* _What is required_: Print the range of lines that opens with the line containing "blue shirt in the photo above." and closes with the last line of the listing. Include both ends; print nothing more.

### Task material ###

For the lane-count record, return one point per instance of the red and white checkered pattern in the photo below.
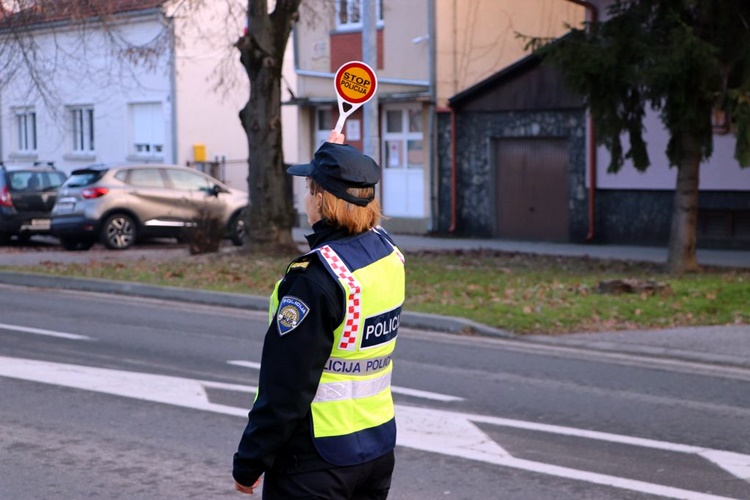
(353, 308)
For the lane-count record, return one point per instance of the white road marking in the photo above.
(40, 331)
(435, 396)
(436, 431)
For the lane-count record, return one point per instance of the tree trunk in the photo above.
(271, 214)
(682, 239)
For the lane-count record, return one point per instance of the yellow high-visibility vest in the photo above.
(353, 418)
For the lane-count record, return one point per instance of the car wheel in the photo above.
(237, 229)
(118, 232)
(75, 244)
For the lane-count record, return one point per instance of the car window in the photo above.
(34, 181)
(145, 177)
(17, 181)
(82, 178)
(53, 180)
(187, 181)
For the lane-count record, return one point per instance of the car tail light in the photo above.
(5, 199)
(94, 192)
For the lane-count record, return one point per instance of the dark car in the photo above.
(27, 195)
(119, 204)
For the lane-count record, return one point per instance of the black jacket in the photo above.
(279, 430)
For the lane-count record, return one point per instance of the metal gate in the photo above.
(532, 195)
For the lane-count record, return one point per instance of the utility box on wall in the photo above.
(199, 152)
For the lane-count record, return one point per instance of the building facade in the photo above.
(155, 81)
(427, 51)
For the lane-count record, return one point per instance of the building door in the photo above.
(403, 191)
(532, 195)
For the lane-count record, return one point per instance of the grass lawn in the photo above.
(516, 292)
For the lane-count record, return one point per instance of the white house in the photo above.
(156, 81)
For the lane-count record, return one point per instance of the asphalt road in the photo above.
(122, 397)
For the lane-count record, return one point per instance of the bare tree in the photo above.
(262, 48)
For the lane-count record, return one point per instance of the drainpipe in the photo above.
(593, 14)
(454, 166)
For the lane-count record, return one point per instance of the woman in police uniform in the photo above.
(322, 424)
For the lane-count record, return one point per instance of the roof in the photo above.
(509, 73)
(47, 11)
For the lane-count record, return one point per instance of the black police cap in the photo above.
(338, 167)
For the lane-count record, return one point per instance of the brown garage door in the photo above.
(532, 200)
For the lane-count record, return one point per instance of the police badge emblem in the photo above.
(290, 314)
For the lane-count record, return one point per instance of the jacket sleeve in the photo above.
(291, 366)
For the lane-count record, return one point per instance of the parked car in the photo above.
(119, 204)
(27, 194)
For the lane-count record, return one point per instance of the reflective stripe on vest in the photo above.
(351, 318)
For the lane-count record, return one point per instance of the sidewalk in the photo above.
(719, 345)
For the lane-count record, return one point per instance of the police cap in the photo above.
(338, 167)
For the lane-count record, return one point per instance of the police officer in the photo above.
(322, 424)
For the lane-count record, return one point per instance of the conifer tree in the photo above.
(685, 59)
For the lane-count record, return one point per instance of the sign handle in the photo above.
(355, 84)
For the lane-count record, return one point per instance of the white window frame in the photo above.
(82, 129)
(355, 7)
(148, 142)
(402, 138)
(26, 130)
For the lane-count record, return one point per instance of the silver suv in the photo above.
(117, 205)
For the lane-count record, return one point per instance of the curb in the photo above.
(415, 320)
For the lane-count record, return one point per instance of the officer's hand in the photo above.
(336, 137)
(248, 490)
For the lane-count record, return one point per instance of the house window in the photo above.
(25, 130)
(82, 127)
(323, 124)
(147, 129)
(403, 147)
(349, 13)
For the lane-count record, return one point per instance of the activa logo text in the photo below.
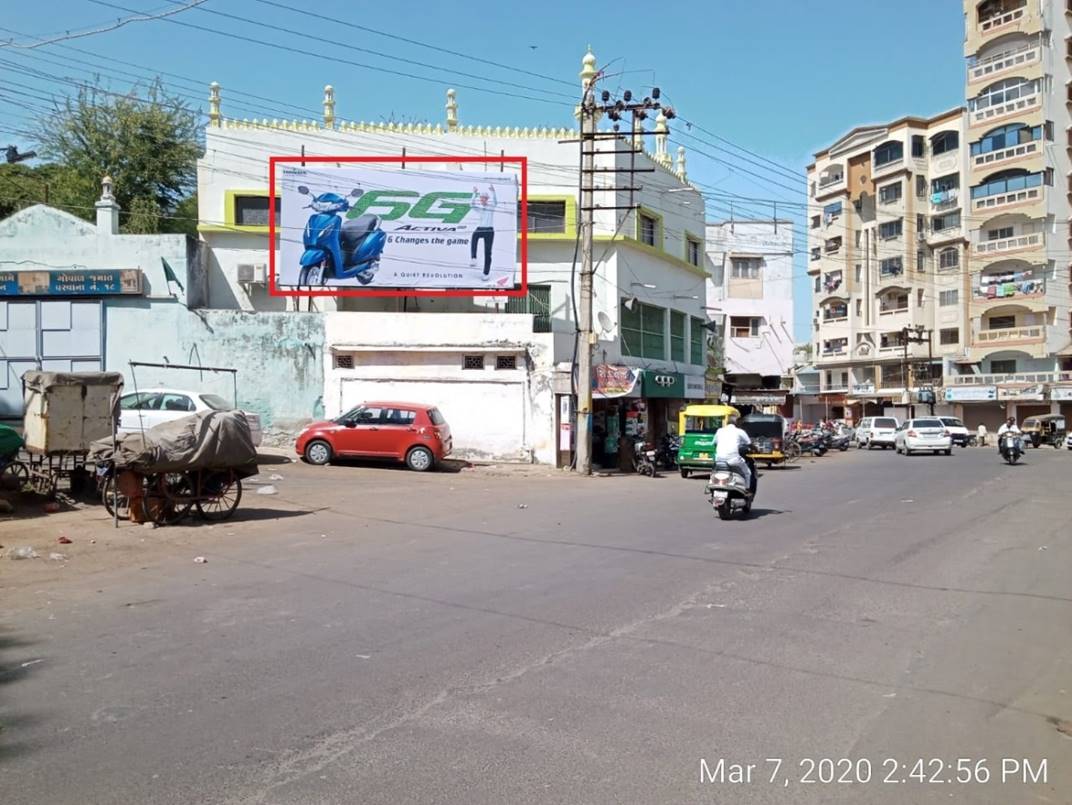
(390, 205)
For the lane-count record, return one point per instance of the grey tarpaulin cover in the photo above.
(210, 440)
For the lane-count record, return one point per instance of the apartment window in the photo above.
(546, 218)
(745, 268)
(253, 210)
(1001, 92)
(944, 142)
(891, 229)
(891, 267)
(835, 311)
(678, 336)
(943, 184)
(894, 302)
(1008, 181)
(948, 298)
(697, 337)
(537, 302)
(649, 226)
(889, 193)
(949, 221)
(744, 327)
(1003, 367)
(693, 251)
(888, 152)
(1007, 136)
(643, 330)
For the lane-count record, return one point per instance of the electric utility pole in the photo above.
(590, 112)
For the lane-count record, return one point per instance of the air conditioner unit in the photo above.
(250, 273)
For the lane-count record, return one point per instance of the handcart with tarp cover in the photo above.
(65, 412)
(194, 462)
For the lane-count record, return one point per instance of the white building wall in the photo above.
(494, 414)
(770, 354)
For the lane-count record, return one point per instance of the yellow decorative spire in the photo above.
(451, 110)
(329, 106)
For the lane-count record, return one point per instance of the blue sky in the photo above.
(768, 75)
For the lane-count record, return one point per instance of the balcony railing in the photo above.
(1010, 107)
(999, 20)
(994, 379)
(1028, 54)
(1014, 243)
(1011, 336)
(992, 158)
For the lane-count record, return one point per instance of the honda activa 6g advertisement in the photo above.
(390, 227)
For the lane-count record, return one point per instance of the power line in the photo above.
(136, 17)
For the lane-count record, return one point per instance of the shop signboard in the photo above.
(759, 397)
(971, 393)
(612, 381)
(384, 226)
(1031, 393)
(73, 282)
(669, 385)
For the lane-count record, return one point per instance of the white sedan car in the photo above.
(143, 410)
(926, 434)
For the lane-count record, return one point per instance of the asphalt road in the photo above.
(432, 641)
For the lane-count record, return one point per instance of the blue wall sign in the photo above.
(75, 282)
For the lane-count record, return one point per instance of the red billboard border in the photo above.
(274, 289)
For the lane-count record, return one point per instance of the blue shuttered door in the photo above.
(60, 336)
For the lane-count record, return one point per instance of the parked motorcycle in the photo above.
(728, 492)
(1011, 447)
(666, 457)
(337, 249)
(643, 458)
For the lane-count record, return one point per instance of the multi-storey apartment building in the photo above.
(1018, 136)
(887, 251)
(958, 225)
(750, 295)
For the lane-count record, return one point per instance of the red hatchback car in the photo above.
(411, 432)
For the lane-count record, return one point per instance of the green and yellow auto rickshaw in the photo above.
(697, 426)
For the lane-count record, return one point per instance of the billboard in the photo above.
(373, 226)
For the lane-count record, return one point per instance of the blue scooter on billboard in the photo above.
(337, 249)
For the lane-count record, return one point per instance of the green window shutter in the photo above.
(696, 341)
(678, 336)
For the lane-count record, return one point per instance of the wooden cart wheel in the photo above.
(219, 495)
(169, 497)
(122, 502)
(14, 476)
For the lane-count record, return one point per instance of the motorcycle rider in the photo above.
(1009, 427)
(730, 442)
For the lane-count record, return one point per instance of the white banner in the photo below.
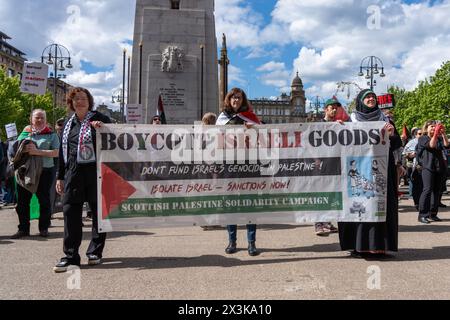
(11, 130)
(34, 79)
(217, 175)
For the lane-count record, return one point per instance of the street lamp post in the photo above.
(119, 96)
(371, 65)
(56, 55)
(122, 104)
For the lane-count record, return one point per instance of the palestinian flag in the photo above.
(160, 111)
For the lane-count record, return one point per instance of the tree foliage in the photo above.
(15, 106)
(429, 101)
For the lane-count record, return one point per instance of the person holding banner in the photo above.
(430, 155)
(77, 178)
(237, 111)
(331, 111)
(46, 146)
(366, 239)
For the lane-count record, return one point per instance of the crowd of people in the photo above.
(64, 160)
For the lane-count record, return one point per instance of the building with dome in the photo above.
(286, 108)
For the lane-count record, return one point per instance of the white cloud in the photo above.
(274, 74)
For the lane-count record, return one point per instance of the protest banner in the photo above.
(11, 130)
(157, 176)
(34, 78)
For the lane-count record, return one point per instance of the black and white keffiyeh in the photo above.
(85, 136)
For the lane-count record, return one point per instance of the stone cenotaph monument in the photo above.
(175, 56)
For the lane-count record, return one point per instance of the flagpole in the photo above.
(202, 48)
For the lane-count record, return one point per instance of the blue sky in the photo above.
(268, 40)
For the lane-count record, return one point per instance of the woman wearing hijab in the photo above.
(46, 146)
(366, 239)
(430, 149)
(77, 178)
(237, 111)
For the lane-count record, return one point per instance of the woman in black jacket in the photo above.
(430, 154)
(366, 239)
(77, 178)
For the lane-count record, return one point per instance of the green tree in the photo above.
(15, 106)
(429, 101)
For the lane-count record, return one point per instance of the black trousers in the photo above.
(417, 186)
(73, 232)
(429, 199)
(43, 195)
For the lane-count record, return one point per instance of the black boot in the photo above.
(231, 248)
(252, 249)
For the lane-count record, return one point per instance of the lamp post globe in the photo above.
(59, 57)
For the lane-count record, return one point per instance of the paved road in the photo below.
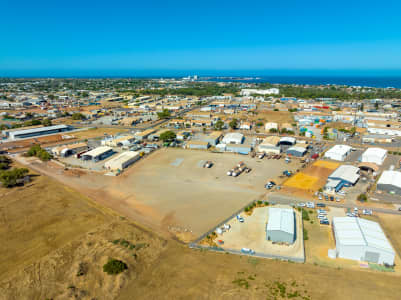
(284, 199)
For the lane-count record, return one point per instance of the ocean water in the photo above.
(371, 81)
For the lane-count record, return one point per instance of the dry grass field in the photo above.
(51, 232)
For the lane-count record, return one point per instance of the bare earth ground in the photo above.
(182, 197)
(252, 234)
(158, 269)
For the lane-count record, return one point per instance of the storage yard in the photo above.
(312, 177)
(193, 200)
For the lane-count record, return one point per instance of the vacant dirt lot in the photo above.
(311, 179)
(50, 232)
(170, 189)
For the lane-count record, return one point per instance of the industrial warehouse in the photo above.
(338, 152)
(122, 160)
(362, 240)
(97, 154)
(281, 225)
(345, 175)
(34, 132)
(390, 182)
(374, 155)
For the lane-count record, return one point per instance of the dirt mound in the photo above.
(76, 270)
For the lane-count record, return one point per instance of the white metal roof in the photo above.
(390, 177)
(360, 232)
(98, 151)
(39, 129)
(297, 148)
(338, 150)
(281, 219)
(288, 139)
(375, 155)
(233, 137)
(122, 158)
(346, 172)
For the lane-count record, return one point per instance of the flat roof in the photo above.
(390, 177)
(39, 129)
(346, 172)
(281, 219)
(354, 231)
(122, 157)
(338, 149)
(98, 151)
(271, 140)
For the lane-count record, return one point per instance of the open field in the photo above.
(310, 179)
(252, 234)
(171, 190)
(302, 181)
(40, 265)
(40, 217)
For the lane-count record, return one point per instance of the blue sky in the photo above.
(151, 37)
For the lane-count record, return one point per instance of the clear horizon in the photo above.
(48, 38)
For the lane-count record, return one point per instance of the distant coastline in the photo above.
(363, 81)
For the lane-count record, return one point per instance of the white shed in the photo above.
(338, 152)
(122, 160)
(374, 155)
(362, 240)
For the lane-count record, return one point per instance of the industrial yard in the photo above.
(251, 234)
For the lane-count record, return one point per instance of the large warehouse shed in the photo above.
(122, 160)
(98, 153)
(233, 138)
(33, 132)
(390, 181)
(281, 225)
(197, 145)
(338, 152)
(241, 149)
(288, 140)
(374, 155)
(363, 240)
(345, 175)
(270, 145)
(296, 151)
(213, 138)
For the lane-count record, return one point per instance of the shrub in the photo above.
(305, 235)
(362, 198)
(114, 266)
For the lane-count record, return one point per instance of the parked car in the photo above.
(367, 212)
(310, 205)
(247, 251)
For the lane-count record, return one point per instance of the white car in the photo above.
(310, 205)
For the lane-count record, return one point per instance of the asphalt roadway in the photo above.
(284, 199)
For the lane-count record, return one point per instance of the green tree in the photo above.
(114, 266)
(233, 124)
(47, 122)
(168, 136)
(219, 125)
(78, 116)
(10, 178)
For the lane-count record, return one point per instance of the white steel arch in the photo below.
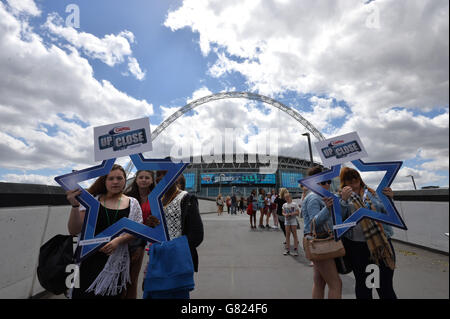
(243, 95)
(230, 95)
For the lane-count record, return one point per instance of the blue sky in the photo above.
(345, 66)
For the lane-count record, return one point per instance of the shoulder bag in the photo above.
(317, 249)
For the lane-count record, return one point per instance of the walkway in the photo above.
(239, 263)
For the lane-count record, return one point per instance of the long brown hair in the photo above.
(133, 190)
(168, 195)
(99, 186)
(348, 174)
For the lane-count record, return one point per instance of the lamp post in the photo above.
(220, 182)
(412, 178)
(309, 144)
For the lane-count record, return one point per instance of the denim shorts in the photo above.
(290, 221)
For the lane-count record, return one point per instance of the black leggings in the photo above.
(281, 222)
(359, 255)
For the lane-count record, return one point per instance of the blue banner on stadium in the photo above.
(237, 178)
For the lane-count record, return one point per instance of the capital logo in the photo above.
(118, 130)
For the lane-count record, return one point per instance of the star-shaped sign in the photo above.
(158, 234)
(392, 217)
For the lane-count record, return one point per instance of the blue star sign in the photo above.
(158, 234)
(392, 217)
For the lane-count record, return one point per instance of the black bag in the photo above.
(54, 256)
(343, 265)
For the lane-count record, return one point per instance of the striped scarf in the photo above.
(376, 239)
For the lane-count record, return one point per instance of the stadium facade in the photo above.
(241, 177)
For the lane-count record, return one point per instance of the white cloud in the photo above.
(24, 6)
(42, 86)
(134, 68)
(29, 179)
(111, 49)
(326, 47)
(387, 60)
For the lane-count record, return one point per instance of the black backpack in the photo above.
(54, 256)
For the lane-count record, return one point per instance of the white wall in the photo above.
(426, 221)
(23, 230)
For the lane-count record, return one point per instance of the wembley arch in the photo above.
(240, 95)
(232, 95)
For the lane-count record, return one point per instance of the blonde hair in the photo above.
(283, 192)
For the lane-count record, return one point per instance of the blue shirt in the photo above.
(356, 233)
(314, 208)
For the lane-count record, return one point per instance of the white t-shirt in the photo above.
(272, 199)
(290, 208)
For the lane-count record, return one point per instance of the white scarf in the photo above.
(116, 273)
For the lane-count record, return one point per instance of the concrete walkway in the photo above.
(240, 263)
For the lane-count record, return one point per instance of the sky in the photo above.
(380, 68)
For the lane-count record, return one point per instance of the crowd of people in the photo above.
(97, 279)
(367, 243)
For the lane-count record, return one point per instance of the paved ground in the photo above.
(240, 263)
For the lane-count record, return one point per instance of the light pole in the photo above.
(220, 182)
(309, 144)
(412, 178)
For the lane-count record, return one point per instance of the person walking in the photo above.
(280, 201)
(261, 205)
(219, 203)
(228, 203)
(182, 216)
(369, 242)
(316, 212)
(241, 205)
(290, 211)
(267, 210)
(233, 204)
(141, 186)
(273, 209)
(251, 208)
(97, 271)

###

* _Task output_:
For the lane-count record, return one point per instance of the blue shirt in the photo above.
(356, 233)
(314, 208)
For the lane-count record, return one point per instance of the white t-shirt in the photo above.
(272, 199)
(290, 208)
For the lane-count record, return one point per instance of the white scarf in the photo above.
(116, 273)
For the lane-count record, return one point per instance of the concrete walkway in the photo above.
(240, 263)
For the lane-count record, return one point per instance of the sky in the photo above.
(380, 68)
For the lane-count record, return one point per instance of the crowd of people in the photo above.
(97, 279)
(367, 243)
For the lane-count record, return one point per instance of the paved ground in the photo above.
(240, 263)
For the lane-count record, return one point per instance of the light pole in the photo above.
(220, 182)
(309, 144)
(412, 178)
For the lane-count record, return one point per instance of the person walking in the photo above.
(280, 201)
(261, 205)
(219, 203)
(228, 203)
(182, 216)
(369, 242)
(316, 212)
(241, 205)
(290, 211)
(267, 210)
(233, 204)
(141, 186)
(273, 209)
(251, 208)
(97, 271)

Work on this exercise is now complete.